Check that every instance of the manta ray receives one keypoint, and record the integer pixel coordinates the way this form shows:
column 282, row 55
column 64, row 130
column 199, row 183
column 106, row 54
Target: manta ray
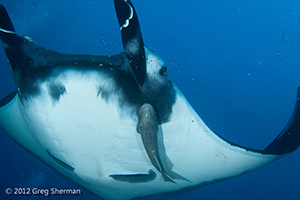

-=-=-=-=-

» YOUR OBJECTIVE:
Give again exactly the lines from the one that contains "column 282, row 55" through the end of the material, both ends included, omitting the pictures.

» OUTPUT BELOW:
column 282, row 55
column 64, row 130
column 199, row 183
column 106, row 54
Target: manta ray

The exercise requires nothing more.